[Records excerpted from a collection]
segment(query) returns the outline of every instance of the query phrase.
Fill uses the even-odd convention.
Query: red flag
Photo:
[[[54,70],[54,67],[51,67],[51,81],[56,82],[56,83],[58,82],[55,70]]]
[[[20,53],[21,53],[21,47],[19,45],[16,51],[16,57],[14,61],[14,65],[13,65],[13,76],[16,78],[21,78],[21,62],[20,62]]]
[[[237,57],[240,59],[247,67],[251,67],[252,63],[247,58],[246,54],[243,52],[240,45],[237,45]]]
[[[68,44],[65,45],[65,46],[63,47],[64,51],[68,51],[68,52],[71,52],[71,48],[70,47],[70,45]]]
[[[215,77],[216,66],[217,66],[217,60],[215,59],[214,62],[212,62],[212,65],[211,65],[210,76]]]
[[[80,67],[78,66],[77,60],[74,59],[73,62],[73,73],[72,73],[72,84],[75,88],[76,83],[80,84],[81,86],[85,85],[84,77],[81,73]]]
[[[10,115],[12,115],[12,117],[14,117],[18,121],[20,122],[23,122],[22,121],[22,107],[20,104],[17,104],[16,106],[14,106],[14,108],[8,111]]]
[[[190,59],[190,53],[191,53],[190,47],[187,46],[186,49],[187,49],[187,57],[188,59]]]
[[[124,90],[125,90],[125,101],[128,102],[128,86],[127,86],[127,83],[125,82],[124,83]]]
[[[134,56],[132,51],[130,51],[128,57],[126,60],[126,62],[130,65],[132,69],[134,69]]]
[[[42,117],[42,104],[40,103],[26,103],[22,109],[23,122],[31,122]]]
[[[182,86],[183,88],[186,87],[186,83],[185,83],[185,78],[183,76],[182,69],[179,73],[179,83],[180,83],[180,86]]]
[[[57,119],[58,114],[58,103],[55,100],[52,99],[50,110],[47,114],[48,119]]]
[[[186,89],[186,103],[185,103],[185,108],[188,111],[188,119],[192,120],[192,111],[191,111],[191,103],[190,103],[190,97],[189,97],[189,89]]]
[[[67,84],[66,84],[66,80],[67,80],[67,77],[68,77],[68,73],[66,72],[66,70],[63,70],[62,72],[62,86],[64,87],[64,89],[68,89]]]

REQUIREMENTS: Reproduce every one of the entries above character for character, leaving nothing out and changing nothing.

SOLUTION FOR THIS TASK:
segment(query) returns the outline of every instance of the query phrase.
Fill uses the even-odd convention.
Query: red flag
Photo:
[[[54,70],[54,67],[51,67],[51,81],[56,82],[56,83],[58,82],[55,70]]]
[[[20,53],[21,53],[21,47],[19,45],[16,51],[16,57],[14,61],[14,65],[13,65],[13,76],[16,78],[21,78],[21,62],[20,62]]]
[[[237,57],[240,59],[247,67],[251,67],[252,63],[247,58],[246,54],[243,52],[240,45],[237,45]]]
[[[68,44],[65,45],[65,46],[63,47],[64,51],[68,51],[68,52],[71,52],[71,48],[70,47],[70,45]]]
[[[215,77],[216,66],[217,66],[217,60],[215,59],[214,62],[212,62],[212,65],[211,65],[210,76]]]
[[[80,67],[78,66],[77,60],[74,59],[73,62],[73,73],[72,73],[72,84],[75,88],[76,83],[80,84],[81,86],[85,85],[84,77],[81,73]]]
[[[10,115],[12,115],[12,117],[14,117],[18,121],[20,122],[23,122],[22,121],[22,107],[20,104],[17,104],[16,106],[14,106],[14,108],[8,111]]]
[[[190,59],[190,53],[191,53],[190,47],[187,46],[186,49],[187,49],[187,57],[188,59]]]
[[[124,90],[125,90],[125,101],[128,102],[128,86],[127,86],[127,83],[125,82],[124,83]]]
[[[134,56],[132,51],[130,51],[128,57],[126,60],[126,62],[130,65],[132,69],[134,69]]]
[[[42,117],[42,104],[40,103],[26,103],[22,109],[23,122],[31,122]]]
[[[182,86],[183,88],[186,87],[186,83],[185,83],[185,78],[183,76],[182,69],[179,73],[179,83],[180,83],[180,86]]]
[[[57,119],[58,114],[58,103],[55,100],[52,99],[50,110],[47,114],[48,119]]]
[[[186,89],[186,103],[185,103],[185,108],[188,111],[188,119],[192,120],[192,111],[191,111],[191,103],[190,103],[190,97],[189,97],[189,89]]]
[[[67,84],[66,84],[66,80],[67,80],[67,77],[68,77],[68,73],[66,72],[66,70],[63,70],[62,72],[62,86],[64,87],[64,89],[68,89]]]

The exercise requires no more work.